### SOURCE PASSAGE
— begin —

|
Speaking of unstable databases....
Last post 02-08-2008 2:37 AM by asuffield. 100 replies.
-
-
asuffield


- Joined on 05-31-2006
- Posts 2,137
|
Re: Speaking of unstable databases....
superjer:I'm not even sure what to say to you guys... but multithreading can vastly improve "perceived performance" in certain situations. Right now I'm working on an app that completes 3.99 times faster with 4 threads than with just one. We're talking 4 hours down to 1 hour.
This indicates a bug or design flaw in the application, if all those threads are running on the same processor. You could have done it even faster with a single thread. The fact that you didn't do this does not mean anything. LoztInSpace:Multithreading works well when you have
blocking IO combined with CPU work. Like, for example, a database,
an operating system, a web server to name a few. Any application that
exhibits the IO+CPU+IO will typically benefit from MT. This one falls under the heading of "popular but wrong beliefs". Any application of this form will benefit vastly more from being written by somebody who understands how to do it right in a single thread. This is because the number of threads required in order to unjam the system when using braimdamaged IO will always vastly exceed the number of available processors by several orders of magnitude. Early versions of Java are largely responsible for propagating this belief, because their OS interface library was too broken to support doing it right. This was fixed years ago.
There is precisely one situation in which threading is fundamentally the right solution, and that is to utilise multiple processors in an SMP system. Under any other circumstances there is a faster and better way, even if you don't know what it is.
|
|
-
-
asuffield


- Joined on 05-31-2006
- Posts 2,137
|
Re: Speaking of unstable databases....
superjer:Automatic parallelization is very limited in scope. In a ray-tracer, for example, which is highly parallelizable, the compiler is not going to make it parallel for you. You have to do it yourself with threads. It's the only way to do it.

— end —

### STORED DATA
— begin —

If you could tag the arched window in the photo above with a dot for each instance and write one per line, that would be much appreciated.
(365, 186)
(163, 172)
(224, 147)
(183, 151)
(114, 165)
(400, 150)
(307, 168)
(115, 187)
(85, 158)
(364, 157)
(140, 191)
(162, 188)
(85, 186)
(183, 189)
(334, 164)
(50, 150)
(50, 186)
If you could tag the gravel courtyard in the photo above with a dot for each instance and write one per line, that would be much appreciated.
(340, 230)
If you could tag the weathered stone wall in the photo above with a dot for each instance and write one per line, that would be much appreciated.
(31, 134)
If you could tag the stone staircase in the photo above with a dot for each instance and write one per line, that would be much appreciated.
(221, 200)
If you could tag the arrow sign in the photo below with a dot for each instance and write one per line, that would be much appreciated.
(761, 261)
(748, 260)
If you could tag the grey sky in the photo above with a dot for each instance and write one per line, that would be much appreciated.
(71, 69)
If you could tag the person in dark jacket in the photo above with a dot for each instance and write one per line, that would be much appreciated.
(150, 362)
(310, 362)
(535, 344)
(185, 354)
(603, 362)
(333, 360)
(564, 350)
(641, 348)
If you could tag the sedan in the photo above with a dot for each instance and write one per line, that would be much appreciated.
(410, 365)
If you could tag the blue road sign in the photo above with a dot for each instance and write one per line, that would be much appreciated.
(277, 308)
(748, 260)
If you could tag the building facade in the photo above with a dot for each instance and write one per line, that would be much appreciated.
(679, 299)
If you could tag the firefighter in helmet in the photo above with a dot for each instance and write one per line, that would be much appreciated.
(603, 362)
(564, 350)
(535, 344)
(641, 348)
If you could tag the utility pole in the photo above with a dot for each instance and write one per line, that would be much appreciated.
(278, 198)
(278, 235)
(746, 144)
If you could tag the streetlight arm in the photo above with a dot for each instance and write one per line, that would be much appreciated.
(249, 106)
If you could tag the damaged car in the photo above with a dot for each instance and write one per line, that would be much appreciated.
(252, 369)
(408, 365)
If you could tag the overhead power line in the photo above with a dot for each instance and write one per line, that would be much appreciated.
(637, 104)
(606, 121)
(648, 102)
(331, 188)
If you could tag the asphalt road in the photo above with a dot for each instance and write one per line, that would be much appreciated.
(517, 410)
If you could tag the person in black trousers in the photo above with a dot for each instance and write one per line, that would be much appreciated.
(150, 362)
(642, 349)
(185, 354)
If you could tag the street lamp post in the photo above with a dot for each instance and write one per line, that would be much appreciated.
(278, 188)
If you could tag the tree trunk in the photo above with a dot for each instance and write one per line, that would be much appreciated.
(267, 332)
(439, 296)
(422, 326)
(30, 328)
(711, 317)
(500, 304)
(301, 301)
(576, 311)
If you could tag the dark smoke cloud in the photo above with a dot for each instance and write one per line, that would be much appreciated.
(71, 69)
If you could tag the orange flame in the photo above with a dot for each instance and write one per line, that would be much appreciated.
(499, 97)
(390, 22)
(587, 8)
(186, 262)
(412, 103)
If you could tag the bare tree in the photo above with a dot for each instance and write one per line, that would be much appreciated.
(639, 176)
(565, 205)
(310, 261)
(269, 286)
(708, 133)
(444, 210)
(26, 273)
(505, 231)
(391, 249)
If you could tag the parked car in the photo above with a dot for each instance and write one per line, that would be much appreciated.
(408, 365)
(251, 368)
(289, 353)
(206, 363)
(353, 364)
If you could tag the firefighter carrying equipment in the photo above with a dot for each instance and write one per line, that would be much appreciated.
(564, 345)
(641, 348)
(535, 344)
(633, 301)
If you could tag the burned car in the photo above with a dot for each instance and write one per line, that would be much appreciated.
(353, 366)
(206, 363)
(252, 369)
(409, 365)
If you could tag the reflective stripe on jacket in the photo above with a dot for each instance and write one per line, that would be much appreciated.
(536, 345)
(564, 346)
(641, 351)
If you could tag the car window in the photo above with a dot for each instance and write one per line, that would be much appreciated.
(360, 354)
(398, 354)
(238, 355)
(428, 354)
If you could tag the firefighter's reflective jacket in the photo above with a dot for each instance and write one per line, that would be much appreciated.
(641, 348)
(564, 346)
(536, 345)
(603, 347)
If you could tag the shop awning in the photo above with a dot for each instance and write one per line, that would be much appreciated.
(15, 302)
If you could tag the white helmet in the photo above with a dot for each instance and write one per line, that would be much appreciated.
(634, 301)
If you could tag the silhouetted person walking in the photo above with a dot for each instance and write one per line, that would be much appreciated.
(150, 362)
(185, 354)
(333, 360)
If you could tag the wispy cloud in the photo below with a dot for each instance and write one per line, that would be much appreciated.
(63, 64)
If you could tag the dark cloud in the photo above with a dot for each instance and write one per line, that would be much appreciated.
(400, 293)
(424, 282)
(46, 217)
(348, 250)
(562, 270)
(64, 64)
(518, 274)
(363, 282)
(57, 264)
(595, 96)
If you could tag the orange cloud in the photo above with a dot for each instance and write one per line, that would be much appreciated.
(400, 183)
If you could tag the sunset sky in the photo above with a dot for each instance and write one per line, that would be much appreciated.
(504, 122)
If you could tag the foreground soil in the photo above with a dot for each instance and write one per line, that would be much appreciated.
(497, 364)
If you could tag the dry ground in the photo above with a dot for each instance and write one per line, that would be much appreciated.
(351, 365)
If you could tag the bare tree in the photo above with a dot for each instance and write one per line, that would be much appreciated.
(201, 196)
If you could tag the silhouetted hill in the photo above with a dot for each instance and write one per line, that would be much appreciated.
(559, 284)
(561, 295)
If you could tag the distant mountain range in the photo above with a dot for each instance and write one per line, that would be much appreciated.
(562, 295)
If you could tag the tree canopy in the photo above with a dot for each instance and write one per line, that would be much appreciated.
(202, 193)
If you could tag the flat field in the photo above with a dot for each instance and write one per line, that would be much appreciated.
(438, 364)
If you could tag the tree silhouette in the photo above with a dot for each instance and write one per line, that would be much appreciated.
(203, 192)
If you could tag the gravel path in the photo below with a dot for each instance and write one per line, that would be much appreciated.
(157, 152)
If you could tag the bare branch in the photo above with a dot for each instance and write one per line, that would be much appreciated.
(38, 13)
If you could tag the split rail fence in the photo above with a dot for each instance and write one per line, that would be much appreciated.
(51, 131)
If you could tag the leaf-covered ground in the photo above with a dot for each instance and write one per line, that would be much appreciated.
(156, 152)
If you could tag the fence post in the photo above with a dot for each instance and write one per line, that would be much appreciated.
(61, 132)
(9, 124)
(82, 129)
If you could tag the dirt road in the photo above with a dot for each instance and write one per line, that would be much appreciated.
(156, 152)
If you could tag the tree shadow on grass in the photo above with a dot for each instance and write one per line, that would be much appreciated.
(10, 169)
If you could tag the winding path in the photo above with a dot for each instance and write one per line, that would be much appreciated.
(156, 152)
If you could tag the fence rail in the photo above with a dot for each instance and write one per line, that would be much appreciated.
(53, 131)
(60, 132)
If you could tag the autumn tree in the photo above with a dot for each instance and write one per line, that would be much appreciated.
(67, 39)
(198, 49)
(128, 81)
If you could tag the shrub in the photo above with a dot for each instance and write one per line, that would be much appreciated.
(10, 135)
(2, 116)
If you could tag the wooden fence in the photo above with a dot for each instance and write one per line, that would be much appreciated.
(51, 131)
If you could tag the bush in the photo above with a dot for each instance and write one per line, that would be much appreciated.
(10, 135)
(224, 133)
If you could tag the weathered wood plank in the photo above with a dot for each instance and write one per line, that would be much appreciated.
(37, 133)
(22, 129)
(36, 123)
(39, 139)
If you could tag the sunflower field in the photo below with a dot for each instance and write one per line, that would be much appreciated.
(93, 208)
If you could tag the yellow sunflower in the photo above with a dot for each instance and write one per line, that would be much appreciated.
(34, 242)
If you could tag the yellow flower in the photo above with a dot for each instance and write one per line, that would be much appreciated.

— end —

### SHORT EXERCISE 1
From the forum thread, print the passage between "superjer:Automatic parallelization is" and "way to do it.", inclusive.
### SHORT EXERCISE 2
Extract each line of the listing that contains the string "sunflower", matching case.
The forum thread has no connection to the listing.

### WORKED ANSWER 1
superjer:Automatic parallelization is very limited in scope. In a ray-tracer, for example, which is highly parallelizable, the compiler is not going to make it parallel for you. You have to do it yourself with threads. It's the only way to do it.

### WORKED ANSWER 2
If you could tag the sunflower field in the photo below with a dot for each instance and write one per line, that would be much appreciated.
If you could tag the yellow sunflower in the photo above with a dot for each instance and write one per line, that would be much appreciated.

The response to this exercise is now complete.